* What you will do
Turn the lines below into a JSON list of strings, one string per line, leaving out blank lines. Include only the lines starting at the one that contains "[locate] elderly woman" and ending at the last line of the rows.

[BEGIN Data shown]

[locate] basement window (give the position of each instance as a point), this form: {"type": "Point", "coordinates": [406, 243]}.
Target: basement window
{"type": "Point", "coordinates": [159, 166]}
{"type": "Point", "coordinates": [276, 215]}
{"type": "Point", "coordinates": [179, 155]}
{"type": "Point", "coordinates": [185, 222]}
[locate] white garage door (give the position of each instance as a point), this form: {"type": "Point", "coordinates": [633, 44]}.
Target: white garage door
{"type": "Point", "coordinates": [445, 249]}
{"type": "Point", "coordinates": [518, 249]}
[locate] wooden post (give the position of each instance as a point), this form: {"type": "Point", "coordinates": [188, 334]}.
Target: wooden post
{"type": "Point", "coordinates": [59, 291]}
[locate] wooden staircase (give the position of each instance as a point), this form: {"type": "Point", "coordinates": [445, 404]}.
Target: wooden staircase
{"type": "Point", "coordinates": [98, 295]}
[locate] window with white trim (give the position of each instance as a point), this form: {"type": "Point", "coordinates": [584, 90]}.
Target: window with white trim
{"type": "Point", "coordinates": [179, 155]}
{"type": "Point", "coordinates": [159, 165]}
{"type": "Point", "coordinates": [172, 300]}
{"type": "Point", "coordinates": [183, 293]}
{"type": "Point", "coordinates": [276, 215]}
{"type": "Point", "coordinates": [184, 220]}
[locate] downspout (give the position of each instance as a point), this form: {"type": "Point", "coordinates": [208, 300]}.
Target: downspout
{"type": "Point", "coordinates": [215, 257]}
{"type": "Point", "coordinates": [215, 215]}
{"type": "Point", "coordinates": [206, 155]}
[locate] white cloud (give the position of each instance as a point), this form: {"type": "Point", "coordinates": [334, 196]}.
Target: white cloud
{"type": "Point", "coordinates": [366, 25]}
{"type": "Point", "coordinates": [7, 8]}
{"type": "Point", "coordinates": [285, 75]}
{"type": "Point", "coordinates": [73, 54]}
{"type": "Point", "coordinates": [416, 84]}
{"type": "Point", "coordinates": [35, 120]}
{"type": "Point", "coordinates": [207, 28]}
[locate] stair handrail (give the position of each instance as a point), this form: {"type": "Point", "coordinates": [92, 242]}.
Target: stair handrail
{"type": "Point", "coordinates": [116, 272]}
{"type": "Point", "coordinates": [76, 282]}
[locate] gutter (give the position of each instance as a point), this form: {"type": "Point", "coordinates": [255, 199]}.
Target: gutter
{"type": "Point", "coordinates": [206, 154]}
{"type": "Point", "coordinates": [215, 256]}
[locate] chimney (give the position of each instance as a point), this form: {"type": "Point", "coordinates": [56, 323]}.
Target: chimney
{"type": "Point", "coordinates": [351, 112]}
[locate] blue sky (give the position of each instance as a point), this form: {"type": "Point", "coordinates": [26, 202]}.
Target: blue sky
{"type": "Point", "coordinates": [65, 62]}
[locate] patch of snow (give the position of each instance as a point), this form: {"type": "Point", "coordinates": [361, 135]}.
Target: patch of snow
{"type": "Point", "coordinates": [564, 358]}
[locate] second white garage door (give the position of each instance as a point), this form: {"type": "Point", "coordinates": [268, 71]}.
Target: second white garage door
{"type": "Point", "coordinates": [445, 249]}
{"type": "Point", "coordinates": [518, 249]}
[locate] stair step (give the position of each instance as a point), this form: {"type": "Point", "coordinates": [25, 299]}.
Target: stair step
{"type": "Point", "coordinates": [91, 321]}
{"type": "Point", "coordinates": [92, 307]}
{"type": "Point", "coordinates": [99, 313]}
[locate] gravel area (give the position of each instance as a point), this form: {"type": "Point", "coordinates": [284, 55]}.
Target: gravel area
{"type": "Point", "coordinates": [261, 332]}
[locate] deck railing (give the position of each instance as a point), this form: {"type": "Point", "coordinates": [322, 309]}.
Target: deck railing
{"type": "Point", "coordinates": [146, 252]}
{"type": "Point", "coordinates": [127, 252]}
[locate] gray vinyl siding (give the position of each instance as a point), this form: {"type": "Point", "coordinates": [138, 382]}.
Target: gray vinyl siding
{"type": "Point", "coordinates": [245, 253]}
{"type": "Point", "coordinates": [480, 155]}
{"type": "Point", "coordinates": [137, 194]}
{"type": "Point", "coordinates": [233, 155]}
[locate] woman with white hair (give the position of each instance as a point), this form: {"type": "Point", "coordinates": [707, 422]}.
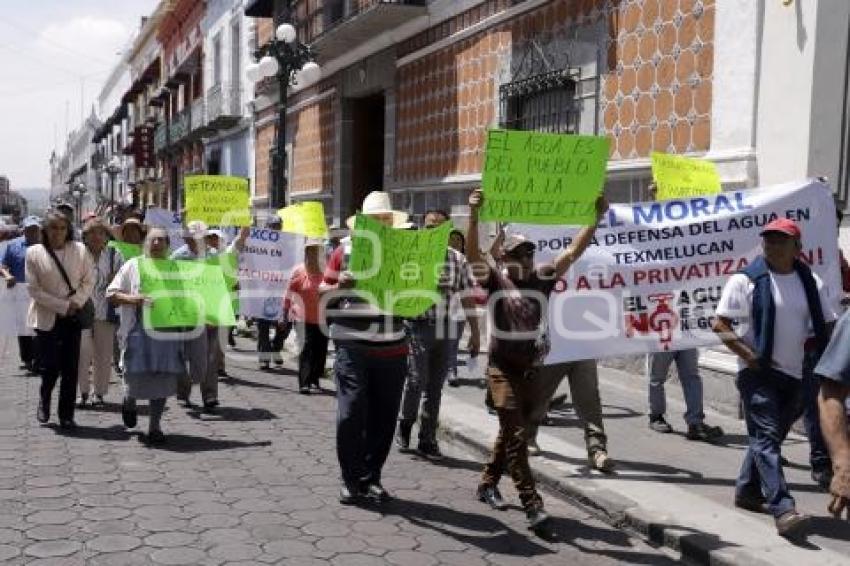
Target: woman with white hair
{"type": "Point", "coordinates": [153, 360]}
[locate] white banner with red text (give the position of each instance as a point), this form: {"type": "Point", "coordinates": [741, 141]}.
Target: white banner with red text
{"type": "Point", "coordinates": [652, 276]}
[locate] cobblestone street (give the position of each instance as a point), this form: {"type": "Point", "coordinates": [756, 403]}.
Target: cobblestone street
{"type": "Point", "coordinates": [256, 483]}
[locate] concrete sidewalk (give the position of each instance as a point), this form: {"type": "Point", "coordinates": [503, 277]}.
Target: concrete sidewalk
{"type": "Point", "coordinates": [674, 491]}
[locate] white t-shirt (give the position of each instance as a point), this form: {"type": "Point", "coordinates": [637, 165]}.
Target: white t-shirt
{"type": "Point", "coordinates": [793, 325]}
{"type": "Point", "coordinates": [127, 280]}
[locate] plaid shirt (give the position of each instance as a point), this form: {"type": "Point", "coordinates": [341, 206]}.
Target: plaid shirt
{"type": "Point", "coordinates": [456, 277]}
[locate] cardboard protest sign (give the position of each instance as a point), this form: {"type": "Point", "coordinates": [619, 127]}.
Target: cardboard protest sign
{"type": "Point", "coordinates": [265, 266]}
{"type": "Point", "coordinates": [398, 270]}
{"type": "Point", "coordinates": [127, 251]}
{"type": "Point", "coordinates": [652, 277]}
{"type": "Point", "coordinates": [218, 200]}
{"type": "Point", "coordinates": [538, 178]}
{"type": "Point", "coordinates": [185, 294]}
{"type": "Point", "coordinates": [14, 304]}
{"type": "Point", "coordinates": [307, 218]}
{"type": "Point", "coordinates": [679, 177]}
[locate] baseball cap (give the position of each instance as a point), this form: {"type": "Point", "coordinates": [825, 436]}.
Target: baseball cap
{"type": "Point", "coordinates": [516, 241]}
{"type": "Point", "coordinates": [783, 226]}
{"type": "Point", "coordinates": [196, 229]}
{"type": "Point", "coordinates": [30, 221]}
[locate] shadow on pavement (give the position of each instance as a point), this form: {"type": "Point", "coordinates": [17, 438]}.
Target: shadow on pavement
{"type": "Point", "coordinates": [493, 536]}
{"type": "Point", "coordinates": [235, 414]}
{"type": "Point", "coordinates": [230, 380]}
{"type": "Point", "coordinates": [184, 443]}
{"type": "Point", "coordinates": [660, 472]}
{"type": "Point", "coordinates": [115, 432]}
{"type": "Point", "coordinates": [482, 531]}
{"type": "Point", "coordinates": [828, 527]}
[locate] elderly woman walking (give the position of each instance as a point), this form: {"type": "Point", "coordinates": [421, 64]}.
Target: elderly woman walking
{"type": "Point", "coordinates": [153, 361]}
{"type": "Point", "coordinates": [60, 274]}
{"type": "Point", "coordinates": [96, 342]}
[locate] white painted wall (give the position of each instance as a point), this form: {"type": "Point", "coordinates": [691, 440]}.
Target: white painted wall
{"type": "Point", "coordinates": [833, 29]}
{"type": "Point", "coordinates": [785, 91]}
{"type": "Point", "coordinates": [734, 89]}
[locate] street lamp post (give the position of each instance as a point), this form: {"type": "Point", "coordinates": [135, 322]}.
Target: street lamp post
{"type": "Point", "coordinates": [79, 192]}
{"type": "Point", "coordinates": [290, 61]}
{"type": "Point", "coordinates": [112, 168]}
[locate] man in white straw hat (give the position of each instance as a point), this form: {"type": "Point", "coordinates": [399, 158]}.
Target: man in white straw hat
{"type": "Point", "coordinates": [370, 368]}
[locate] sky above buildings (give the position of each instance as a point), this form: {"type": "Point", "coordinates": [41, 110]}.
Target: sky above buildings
{"type": "Point", "coordinates": [54, 58]}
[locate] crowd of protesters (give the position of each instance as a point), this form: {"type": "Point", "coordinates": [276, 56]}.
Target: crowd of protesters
{"type": "Point", "coordinates": [389, 372]}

[END Data shown]

* Result of this task
[
  "[locate] elderly woman walking (give the position of each instance as a point), this form: {\"type\": \"Point\", \"coordinates\": [421, 64]}.",
  "Target: elderly woman walking",
  "{\"type\": \"Point\", \"coordinates\": [153, 361]}",
  "{\"type\": \"Point\", \"coordinates\": [60, 274]}",
  "{\"type\": \"Point\", \"coordinates\": [96, 342]}",
  "[locate] white painted wall (give the position of each instance as a point), this form: {\"type\": \"Point\", \"coordinates\": [691, 440]}.",
  "Target: white painted wall",
  "{\"type\": \"Point\", \"coordinates\": [833, 29]}",
  "{\"type\": \"Point\", \"coordinates\": [785, 91]}",
  "{\"type\": \"Point\", \"coordinates\": [734, 89]}",
  "[locate] street lamp post (give the position of each instance as a point), this form: {\"type\": \"Point\", \"coordinates\": [135, 322]}.",
  "Target: street lamp post",
  "{\"type\": \"Point\", \"coordinates\": [79, 192]}",
  "{\"type\": \"Point\", \"coordinates\": [290, 61]}",
  "{\"type\": \"Point\", \"coordinates\": [112, 168]}",
  "[locate] man in white straw hat (give the position of each instance as a point), this form: {\"type\": \"Point\", \"coordinates\": [399, 158]}.",
  "Target: man in white straw hat",
  "{\"type\": \"Point\", \"coordinates\": [370, 368]}",
  "[locate] sky above buildings (give the position of each instance as a point), this form: {\"type\": \"Point\", \"coordinates\": [41, 110]}.",
  "Target: sky above buildings",
  "{\"type\": \"Point\", \"coordinates\": [54, 58]}",
  "[locate] crowd of protesters (give the position of each instance as a point), this form: {\"type\": \"Point\", \"coordinates\": [276, 56]}.",
  "Target: crowd of protesters",
  "{\"type\": \"Point\", \"coordinates\": [389, 372]}"
]